*Document extract*:
The council on Wednesday appointed Miranda Lutzow as acting city manager. Lutzow has been on the job for around a month as the city’s human resources director after Joe Kriskovich vacated the position after being placed on leave following the filing of an employee complaint.

The move happened after a highly unusual public exchange centered on concerns by City Attorney John Brinton who questioned what he believed was a move by the council to bar him from a closed door session to discuss Ogden’s employment status. After Brinton’s statement where he made it clear that if he was not allowed into the session he wanted assurances the council would hold him harmless from any financial liability from possible litigation that might arise from the closed door meeting, the council told Brinton that they wanted him in the meeting.

About 20 minutes later they briefly reopened the public meeting with all involved saying there had been a miscommunication and then returned to a closed door session apparently to discuss Ogden’s employment status based on discussions that took place during a nearly 6 hour long closed door session Tuesday night.

Brinton went to great lengths to apologize after it was determined in the closed session there had been a miscommunication.

The only public comment regarding Ogden was that he was being placed on paid leave while noting an “issue has been brought to (the council’s) attention that needs to be investigated.”

It marks the second time in 34 months that a council has sent a city manager home and told them not to do any city work while continuing to pay them. In November of 2017 that is the directive they gave then City Manager Elena Reyes who was terminated 3½ months later after being handed a severance package in excess of $240,000.

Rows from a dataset

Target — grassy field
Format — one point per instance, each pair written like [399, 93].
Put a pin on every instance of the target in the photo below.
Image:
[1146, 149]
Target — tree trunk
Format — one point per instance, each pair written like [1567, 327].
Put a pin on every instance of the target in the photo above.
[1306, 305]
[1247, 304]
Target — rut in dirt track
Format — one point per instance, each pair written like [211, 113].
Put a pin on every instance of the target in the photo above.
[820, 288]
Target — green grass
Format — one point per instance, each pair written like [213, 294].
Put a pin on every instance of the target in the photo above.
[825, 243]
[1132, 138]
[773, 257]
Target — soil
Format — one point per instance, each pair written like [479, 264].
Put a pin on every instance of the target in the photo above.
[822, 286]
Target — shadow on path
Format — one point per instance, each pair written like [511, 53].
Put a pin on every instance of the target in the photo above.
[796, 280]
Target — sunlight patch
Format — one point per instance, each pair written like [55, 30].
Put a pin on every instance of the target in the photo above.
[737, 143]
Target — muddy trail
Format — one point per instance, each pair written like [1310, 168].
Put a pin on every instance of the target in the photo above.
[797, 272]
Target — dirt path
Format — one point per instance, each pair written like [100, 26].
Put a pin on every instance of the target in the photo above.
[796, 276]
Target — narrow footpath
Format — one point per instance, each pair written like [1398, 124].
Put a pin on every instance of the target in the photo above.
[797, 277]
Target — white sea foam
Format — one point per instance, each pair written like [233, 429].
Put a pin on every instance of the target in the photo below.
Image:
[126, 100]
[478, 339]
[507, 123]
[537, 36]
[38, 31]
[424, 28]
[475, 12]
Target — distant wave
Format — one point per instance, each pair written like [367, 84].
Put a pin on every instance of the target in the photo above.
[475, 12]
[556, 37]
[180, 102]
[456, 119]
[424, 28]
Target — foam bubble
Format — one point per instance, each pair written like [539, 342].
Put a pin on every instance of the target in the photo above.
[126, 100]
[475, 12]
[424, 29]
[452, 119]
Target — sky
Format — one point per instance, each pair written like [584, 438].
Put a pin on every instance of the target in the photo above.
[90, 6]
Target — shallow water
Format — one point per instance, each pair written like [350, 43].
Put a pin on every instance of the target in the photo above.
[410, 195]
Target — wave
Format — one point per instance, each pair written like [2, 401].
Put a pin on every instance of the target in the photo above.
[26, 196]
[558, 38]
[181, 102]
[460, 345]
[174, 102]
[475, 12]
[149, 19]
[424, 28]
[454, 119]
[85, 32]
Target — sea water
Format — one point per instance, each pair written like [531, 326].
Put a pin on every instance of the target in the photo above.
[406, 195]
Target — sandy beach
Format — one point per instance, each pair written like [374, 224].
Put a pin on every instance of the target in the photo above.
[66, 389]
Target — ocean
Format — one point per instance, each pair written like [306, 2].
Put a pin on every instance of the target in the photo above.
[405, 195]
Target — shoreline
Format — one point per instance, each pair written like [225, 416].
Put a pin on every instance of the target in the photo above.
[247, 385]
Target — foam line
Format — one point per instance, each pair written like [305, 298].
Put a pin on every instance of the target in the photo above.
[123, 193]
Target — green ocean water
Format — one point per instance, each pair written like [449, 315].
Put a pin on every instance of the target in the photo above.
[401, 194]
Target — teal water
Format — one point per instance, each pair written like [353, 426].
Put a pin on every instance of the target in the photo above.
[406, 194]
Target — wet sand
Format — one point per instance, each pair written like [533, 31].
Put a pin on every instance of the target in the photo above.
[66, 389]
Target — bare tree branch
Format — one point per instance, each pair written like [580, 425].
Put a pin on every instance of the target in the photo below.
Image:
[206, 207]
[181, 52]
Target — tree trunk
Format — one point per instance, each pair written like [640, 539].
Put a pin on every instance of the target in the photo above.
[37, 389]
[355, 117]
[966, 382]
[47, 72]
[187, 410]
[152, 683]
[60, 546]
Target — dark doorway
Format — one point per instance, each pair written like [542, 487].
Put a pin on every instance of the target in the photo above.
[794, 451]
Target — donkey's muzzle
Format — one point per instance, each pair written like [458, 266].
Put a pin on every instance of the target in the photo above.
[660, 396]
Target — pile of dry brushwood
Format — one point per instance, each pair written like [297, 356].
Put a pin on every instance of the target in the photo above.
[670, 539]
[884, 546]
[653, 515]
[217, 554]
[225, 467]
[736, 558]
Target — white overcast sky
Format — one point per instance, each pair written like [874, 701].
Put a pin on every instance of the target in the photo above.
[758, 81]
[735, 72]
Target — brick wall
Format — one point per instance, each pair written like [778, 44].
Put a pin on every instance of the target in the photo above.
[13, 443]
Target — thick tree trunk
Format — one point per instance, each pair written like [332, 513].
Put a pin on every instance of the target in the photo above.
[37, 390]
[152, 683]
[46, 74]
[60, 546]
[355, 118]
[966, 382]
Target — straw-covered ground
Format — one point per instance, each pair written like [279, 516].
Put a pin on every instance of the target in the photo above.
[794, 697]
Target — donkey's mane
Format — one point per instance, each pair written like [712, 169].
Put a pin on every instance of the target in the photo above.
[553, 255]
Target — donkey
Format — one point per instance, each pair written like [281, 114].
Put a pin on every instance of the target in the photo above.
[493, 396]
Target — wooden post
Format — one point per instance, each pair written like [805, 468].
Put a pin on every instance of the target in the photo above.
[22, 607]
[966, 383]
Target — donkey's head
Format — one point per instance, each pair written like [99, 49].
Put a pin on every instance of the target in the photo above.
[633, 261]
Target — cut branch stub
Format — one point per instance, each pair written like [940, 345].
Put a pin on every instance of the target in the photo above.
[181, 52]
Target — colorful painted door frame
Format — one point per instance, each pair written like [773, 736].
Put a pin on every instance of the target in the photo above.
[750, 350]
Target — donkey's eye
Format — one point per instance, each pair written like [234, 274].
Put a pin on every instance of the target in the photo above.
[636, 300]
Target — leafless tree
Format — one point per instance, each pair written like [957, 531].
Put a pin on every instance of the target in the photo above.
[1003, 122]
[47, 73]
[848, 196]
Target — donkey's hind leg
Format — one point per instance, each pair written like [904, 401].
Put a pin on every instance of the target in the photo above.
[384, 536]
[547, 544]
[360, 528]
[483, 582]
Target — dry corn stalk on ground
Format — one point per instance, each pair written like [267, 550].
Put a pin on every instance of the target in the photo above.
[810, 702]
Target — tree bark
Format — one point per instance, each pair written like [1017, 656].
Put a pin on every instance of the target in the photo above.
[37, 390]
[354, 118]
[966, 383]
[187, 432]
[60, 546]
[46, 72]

*Set problem 1*: In the city council report, who did the council appoint as acting city manager?
*Set problem 2*: For each statement, say whether it agrees with the city council report, and quote the words that decide it. (a) Lutzow had served as the city's human resources director for about a month. (b) The council told Brinton they did not want him in the meeting. (c) Elena Reyes received a severance package of less than $200,000.
The rows have nothing to do with the city council report.

*Written solution 1*: Miranda Lutzow

*Written solution 2*:
(a) Yes: "Lutzow has been on the job for around a month as the city’s human resources director"
(b) No: "the council told Brinton that they wanted him in the meeting"
(c) No: "a severance package in excess of $240,000"